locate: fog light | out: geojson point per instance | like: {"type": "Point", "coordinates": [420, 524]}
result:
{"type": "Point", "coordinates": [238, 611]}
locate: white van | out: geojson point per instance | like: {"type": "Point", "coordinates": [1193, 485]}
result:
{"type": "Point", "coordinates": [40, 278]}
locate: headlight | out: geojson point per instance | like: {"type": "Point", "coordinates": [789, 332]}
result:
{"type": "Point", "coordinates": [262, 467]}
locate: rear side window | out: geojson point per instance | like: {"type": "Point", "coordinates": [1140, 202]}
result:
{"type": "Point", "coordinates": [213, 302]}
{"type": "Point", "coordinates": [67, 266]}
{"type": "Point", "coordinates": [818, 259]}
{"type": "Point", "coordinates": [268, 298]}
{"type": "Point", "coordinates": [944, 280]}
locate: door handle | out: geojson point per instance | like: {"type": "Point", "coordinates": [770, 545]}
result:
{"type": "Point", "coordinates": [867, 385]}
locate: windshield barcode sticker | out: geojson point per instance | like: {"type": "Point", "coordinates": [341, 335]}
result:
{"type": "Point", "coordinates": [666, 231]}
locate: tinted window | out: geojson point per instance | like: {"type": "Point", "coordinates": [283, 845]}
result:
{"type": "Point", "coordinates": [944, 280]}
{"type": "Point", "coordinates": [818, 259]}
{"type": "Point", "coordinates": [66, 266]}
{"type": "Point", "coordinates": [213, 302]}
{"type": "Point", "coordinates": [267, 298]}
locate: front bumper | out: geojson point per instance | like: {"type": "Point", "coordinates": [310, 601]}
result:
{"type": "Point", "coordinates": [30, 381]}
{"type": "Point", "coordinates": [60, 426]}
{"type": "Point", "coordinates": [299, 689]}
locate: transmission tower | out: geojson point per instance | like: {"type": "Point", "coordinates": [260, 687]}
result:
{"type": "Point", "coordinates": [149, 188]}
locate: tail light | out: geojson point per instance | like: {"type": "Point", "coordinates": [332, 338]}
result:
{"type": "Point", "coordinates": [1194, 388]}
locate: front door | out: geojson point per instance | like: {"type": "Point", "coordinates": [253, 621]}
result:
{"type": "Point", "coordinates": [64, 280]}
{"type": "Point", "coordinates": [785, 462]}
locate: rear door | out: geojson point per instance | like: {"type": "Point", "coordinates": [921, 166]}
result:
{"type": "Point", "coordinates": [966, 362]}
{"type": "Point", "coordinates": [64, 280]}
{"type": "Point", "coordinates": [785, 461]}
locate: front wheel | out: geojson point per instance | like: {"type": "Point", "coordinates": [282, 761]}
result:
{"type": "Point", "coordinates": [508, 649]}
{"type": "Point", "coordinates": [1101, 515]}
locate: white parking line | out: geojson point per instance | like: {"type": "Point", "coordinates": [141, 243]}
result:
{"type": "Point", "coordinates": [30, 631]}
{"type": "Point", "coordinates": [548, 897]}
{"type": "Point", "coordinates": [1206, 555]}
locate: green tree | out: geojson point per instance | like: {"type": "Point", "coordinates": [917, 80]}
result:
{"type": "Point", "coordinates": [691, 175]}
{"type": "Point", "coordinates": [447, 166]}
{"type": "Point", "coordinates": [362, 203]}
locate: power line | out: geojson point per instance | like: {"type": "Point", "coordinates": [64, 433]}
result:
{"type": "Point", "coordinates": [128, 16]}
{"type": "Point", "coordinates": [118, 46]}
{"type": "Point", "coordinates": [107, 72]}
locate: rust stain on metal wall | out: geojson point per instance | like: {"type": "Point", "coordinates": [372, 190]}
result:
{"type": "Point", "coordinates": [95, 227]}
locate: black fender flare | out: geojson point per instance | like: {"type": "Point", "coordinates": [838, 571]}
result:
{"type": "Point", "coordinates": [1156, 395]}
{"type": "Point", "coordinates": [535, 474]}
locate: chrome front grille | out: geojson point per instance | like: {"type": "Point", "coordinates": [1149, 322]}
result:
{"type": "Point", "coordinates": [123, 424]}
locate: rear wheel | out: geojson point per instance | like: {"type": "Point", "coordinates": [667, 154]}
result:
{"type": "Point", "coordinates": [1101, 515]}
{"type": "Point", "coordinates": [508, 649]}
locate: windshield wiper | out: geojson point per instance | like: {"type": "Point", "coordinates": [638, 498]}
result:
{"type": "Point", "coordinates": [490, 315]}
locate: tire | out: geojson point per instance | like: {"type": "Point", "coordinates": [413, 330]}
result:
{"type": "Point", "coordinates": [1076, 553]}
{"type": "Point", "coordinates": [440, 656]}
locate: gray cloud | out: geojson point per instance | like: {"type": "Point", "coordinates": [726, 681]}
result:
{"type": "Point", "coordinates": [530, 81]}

-- To be done --
Beginning at the line that contains "locate: white parking", retype each line of the listing up to and including the last one, exactly as it stands, and nothing else.

-- Expected output --
locate: white parking line | out: geojson point per instance | like: {"type": "Point", "coordinates": [141, 243]}
result:
{"type": "Point", "coordinates": [30, 631]}
{"type": "Point", "coordinates": [548, 897]}
{"type": "Point", "coordinates": [1206, 555]}
locate: green tree | out: geojson point per instance | like: {"type": "Point", "coordinates": [917, 80]}
result:
{"type": "Point", "coordinates": [691, 175]}
{"type": "Point", "coordinates": [447, 166]}
{"type": "Point", "coordinates": [362, 203]}
locate: power line | out: geojson point per instance | like: {"type": "Point", "coordinates": [64, 433]}
result:
{"type": "Point", "coordinates": [128, 16]}
{"type": "Point", "coordinates": [118, 46]}
{"type": "Point", "coordinates": [107, 72]}
locate: rust stain on metal wall | out: geojson point per instance | like: {"type": "Point", "coordinates": [372, 190]}
result:
{"type": "Point", "coordinates": [95, 227]}
locate: black fender flare | out: geojson point per instance | like: {"type": "Point", "coordinates": [838, 571]}
result:
{"type": "Point", "coordinates": [1156, 395]}
{"type": "Point", "coordinates": [535, 474]}
locate: chrome front grille | out: geojson point per instance | like: {"type": "Point", "coordinates": [1149, 322]}
result:
{"type": "Point", "coordinates": [123, 424]}
locate: rear wheel | out: geojson point per instance | like: {"type": "Point", "coordinates": [667, 154]}
result:
{"type": "Point", "coordinates": [1101, 515]}
{"type": "Point", "coordinates": [508, 649]}
locate: windshield wiper | out: geojson point per instance | like: {"type": "Point", "coordinates": [638, 498]}
result:
{"type": "Point", "coordinates": [490, 315]}
locate: tire | out: geojson point per instance | like: {"type": "Point", "coordinates": [413, 330]}
result:
{"type": "Point", "coordinates": [1076, 553]}
{"type": "Point", "coordinates": [440, 656]}
locate: gray cloud | out: geojson point per instance | like: {"type": "Point", "coordinates": [726, 681]}
result:
{"type": "Point", "coordinates": [530, 81]}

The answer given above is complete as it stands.